## TASK TO CARRY OUT
Render the lines from the one containing "Is there any machine" through the one containing "0, 1, 640, 426", both included, as a Markdown table with the columns Row and Line, leaving out any blank lines.

## Bounding box annotation records

* Start *

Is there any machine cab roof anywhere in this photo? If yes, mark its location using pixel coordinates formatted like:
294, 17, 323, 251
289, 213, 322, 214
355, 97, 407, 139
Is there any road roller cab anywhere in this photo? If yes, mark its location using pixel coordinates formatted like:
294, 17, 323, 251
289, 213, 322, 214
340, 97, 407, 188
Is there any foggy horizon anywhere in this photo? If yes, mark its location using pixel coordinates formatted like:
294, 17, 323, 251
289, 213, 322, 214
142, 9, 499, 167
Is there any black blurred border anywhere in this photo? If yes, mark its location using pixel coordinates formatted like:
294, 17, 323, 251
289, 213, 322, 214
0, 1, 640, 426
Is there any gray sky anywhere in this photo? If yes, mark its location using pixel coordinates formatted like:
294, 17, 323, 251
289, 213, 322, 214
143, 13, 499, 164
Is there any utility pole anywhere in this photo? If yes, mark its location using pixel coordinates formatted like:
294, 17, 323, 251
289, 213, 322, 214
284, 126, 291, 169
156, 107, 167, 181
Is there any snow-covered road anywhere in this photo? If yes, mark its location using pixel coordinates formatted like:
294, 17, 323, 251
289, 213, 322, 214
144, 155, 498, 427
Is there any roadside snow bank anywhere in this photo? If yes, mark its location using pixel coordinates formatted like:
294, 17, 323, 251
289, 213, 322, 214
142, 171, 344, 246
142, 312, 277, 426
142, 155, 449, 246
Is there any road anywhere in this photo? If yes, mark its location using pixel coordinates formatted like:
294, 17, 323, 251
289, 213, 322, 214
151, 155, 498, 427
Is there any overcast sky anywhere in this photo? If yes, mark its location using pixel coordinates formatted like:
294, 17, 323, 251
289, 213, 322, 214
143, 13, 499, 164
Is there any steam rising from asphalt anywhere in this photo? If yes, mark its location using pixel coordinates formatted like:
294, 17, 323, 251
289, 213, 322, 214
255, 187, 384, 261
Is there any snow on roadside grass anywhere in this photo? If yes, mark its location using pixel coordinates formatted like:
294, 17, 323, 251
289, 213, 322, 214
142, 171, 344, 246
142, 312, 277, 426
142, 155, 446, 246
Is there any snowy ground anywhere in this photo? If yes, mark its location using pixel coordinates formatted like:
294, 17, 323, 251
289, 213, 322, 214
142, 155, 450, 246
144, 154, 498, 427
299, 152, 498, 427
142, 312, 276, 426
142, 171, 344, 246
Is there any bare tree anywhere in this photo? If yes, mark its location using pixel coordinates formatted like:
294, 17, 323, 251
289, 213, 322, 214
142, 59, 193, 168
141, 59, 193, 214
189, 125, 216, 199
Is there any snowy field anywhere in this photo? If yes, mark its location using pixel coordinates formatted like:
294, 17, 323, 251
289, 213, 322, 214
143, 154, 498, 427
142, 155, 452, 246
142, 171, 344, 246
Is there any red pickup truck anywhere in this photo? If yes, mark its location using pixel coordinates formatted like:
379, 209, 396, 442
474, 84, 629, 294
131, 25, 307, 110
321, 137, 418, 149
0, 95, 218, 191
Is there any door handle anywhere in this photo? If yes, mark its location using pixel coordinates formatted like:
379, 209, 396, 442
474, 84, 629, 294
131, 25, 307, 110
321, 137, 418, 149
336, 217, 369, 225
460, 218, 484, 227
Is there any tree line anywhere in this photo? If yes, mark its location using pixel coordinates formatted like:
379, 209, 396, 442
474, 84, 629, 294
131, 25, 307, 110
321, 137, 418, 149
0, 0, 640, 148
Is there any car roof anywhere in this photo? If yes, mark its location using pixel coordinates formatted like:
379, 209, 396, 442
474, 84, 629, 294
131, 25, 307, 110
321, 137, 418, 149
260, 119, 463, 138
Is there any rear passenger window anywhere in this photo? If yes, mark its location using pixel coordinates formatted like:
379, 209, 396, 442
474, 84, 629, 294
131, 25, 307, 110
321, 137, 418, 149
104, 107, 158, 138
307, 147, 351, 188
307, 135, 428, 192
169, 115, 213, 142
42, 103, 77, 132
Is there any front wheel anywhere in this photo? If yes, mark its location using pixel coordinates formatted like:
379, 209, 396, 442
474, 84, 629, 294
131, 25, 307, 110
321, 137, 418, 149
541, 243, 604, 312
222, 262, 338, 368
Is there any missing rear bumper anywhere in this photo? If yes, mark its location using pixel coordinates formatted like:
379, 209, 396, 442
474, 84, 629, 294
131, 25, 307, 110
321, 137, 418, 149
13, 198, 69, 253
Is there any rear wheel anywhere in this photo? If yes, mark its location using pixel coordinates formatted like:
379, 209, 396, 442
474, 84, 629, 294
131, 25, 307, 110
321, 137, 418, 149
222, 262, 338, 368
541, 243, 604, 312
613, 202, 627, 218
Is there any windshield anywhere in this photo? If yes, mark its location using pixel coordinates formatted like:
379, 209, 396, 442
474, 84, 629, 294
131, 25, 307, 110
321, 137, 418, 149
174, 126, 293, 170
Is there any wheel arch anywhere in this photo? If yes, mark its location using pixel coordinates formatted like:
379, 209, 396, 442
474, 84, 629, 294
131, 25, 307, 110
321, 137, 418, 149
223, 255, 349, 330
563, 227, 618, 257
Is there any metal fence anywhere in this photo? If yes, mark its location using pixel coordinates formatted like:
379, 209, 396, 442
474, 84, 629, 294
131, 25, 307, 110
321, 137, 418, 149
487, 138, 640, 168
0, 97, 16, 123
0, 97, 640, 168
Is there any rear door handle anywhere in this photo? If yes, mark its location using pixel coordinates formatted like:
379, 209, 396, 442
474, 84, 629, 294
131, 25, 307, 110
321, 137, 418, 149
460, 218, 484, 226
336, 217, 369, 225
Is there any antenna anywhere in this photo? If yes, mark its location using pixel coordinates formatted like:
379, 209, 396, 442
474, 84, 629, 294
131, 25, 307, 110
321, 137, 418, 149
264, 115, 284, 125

* End *
* Start *

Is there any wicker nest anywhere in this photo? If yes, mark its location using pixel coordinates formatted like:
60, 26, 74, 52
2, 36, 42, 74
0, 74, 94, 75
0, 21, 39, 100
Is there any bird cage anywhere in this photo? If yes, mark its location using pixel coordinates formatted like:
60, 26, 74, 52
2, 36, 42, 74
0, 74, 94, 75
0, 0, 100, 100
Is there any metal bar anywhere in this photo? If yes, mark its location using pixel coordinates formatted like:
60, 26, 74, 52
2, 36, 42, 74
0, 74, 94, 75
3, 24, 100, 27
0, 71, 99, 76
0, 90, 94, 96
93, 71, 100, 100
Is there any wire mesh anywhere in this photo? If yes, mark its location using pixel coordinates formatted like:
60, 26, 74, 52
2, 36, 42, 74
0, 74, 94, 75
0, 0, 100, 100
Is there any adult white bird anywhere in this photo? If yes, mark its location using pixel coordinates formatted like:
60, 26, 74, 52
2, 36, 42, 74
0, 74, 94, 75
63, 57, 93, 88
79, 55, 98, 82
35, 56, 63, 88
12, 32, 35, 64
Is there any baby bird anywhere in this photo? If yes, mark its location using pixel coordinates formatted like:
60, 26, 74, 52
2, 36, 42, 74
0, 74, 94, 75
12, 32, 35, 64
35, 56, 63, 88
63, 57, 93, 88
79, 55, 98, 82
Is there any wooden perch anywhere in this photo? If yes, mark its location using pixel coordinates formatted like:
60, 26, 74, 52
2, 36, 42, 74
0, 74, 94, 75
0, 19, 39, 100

* End *

## THE ANSWER
| Row | Line |
|---|---|
| 1 | Is there any machine cab roof anywhere in this photo? If yes, mark its location using pixel coordinates formatted like: |
| 2 | 294, 17, 323, 251 |
| 3 | 289, 213, 322, 214 |
| 4 | 355, 97, 407, 139 |
| 5 | Is there any road roller cab anywhere in this photo? If yes, mark its location using pixel coordinates formatted like: |
| 6 | 294, 17, 323, 251 |
| 7 | 289, 213, 322, 214 |
| 8 | 340, 97, 407, 188 |
| 9 | Is there any foggy horizon anywhere in this photo? If yes, mark its location using pixel coordinates formatted like: |
| 10 | 294, 17, 323, 251 |
| 11 | 289, 213, 322, 214 |
| 12 | 142, 9, 499, 167 |
| 13 | Is there any black blurred border anywhere in this photo? If yes, mark its location using pixel coordinates formatted like: |
| 14 | 294, 17, 323, 251 |
| 15 | 289, 213, 322, 214 |
| 16 | 0, 1, 640, 426 |